■ **What is needed**:
Transcribe the court opinion word for word, everything from "The opinion of" down to "its own account.".

■ **Document**:
=======
On appeal from the Supreme Court.
For the appellants, George W. C. McCarter.
For the respondent, Hirschberg & Nashel (C. W. Tooke, of the New York bar, on the brief).
The opinion of the court was delivered by
CAMPBELL, CHANCELLOR. This is an appeal from a judgment of nonsuit in an action where the plaintiffs below, stock brokers, sought to recover from the defendant, a national bank, the purchase price and their commissions, in a transaction involving the purchase, by the plaintiffs, of one hundred shares of the common stock of the Baldwin Locomotive Works,
when, as and if issued, and two hundred shares of the common stock of the Crocker-Wheeler Company, when, as and if issued.
The complaint declares three distinct causes of action under six counts:
1. That the bank ordered the purchase of said stock for its own account.
2. That the bank ordered the purchase for an undisclosed principal.
3. That the bank is indebted to plaintiffs for stock sold and delivered and is likewise indebted to them for moneys laid out and expended for the purchase of such stock.
=======
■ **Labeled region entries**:
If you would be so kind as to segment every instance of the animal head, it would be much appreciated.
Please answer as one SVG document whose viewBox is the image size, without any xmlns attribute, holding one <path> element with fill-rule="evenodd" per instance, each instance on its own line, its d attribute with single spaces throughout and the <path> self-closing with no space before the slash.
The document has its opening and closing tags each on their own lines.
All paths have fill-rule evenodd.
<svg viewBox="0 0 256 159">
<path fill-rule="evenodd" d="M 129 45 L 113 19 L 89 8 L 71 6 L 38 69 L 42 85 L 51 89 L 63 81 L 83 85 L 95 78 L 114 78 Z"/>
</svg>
=======
■ **Response**:
The opinion of the court was delivered by
CAMPBELL, CHANCELLOR. This is an appeal from a judgment of nonsuit in an action where the plaintiffs below, stock brokers, sought to recover from the defendant, a national bank, the purchase price and their commissions, in a transaction involving the purchase, by the plaintiffs, of one hundred shares of the common stock of the Baldwin Locomotive Works,
when, as and if issued, and two hundred shares of the common stock of the Crocker-Wheeler Company, when, as and if issued.
The complaint declares three distinct causes of action under six counts:
1. That the bank ordered the purchase of said stock for its own account.